*Instructions for the task*
Quote the material verbatim from its first line through the line containing "<point>59,59</point>", including that line.

*Input records*
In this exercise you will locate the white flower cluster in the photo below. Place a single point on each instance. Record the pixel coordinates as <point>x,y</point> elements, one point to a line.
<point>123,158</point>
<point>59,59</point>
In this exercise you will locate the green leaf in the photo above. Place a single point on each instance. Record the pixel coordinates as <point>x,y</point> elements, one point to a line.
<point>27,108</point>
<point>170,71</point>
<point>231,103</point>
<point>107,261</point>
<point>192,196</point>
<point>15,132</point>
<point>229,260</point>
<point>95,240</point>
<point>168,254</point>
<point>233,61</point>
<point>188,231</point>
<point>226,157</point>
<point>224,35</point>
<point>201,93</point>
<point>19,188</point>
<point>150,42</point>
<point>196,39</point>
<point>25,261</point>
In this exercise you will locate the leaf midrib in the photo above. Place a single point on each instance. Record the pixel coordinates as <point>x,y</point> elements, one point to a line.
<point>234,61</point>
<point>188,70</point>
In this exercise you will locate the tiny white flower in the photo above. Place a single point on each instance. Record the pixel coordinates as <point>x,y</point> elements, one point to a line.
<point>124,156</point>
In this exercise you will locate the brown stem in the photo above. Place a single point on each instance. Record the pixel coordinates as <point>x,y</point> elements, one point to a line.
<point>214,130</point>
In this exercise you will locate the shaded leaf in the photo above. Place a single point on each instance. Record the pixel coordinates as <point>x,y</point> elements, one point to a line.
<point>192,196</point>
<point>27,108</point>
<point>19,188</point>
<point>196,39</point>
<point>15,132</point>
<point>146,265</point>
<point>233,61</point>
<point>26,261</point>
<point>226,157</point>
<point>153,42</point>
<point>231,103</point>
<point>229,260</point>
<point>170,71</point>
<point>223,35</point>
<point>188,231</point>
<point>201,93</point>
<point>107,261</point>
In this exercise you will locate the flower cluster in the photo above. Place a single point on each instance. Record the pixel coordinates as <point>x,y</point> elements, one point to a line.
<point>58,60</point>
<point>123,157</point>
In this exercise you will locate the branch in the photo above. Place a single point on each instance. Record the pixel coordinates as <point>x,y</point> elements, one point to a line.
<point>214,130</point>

*Completed task*
In this exercise you will locate the white flower cluster in the photo below. Place a single point on each instance. Record the pixel coordinates as <point>x,y</point> elements, one point to a line.
<point>123,158</point>
<point>59,59</point>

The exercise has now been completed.